* _PROMPT_
Reproduce the data below word for word, starting at the line that contains "like x=130, y=64." and continuing through the final line of the data.
* START ENTRIES *
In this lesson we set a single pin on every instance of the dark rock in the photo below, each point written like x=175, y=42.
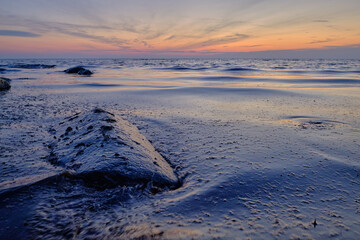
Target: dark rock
x=4, y=84
x=112, y=153
x=31, y=66
x=79, y=70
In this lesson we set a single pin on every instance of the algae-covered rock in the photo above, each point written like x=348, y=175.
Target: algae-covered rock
x=101, y=147
x=4, y=84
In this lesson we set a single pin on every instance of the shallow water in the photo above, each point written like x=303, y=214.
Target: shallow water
x=262, y=148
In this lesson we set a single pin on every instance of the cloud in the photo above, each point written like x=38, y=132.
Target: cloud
x=321, y=41
x=13, y=33
x=218, y=41
x=321, y=20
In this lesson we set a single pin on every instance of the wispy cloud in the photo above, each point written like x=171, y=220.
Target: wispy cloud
x=321, y=41
x=321, y=20
x=218, y=41
x=14, y=33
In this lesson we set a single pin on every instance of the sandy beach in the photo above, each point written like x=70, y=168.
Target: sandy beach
x=184, y=149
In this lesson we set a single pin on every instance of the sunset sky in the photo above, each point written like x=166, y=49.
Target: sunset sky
x=49, y=28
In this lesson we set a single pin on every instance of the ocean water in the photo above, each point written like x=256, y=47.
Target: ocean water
x=262, y=148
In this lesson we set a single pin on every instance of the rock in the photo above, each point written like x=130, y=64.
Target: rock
x=4, y=84
x=104, y=149
x=31, y=66
x=79, y=70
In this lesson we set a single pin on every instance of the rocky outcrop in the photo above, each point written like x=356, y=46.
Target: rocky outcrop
x=79, y=70
x=4, y=84
x=104, y=149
* END ENTRIES *
* _EXERCISE RESPONSE_
In this lesson we set a single pin on every instance of the rock in the photo above, each point written like x=130, y=64.
Target: rock
x=4, y=84
x=104, y=149
x=31, y=66
x=79, y=70
In this lesson we set a single pin on every instance of the rocky outcrop in the photo above, each point written like x=356, y=46.
Target: rocky outcrop
x=79, y=70
x=4, y=84
x=104, y=149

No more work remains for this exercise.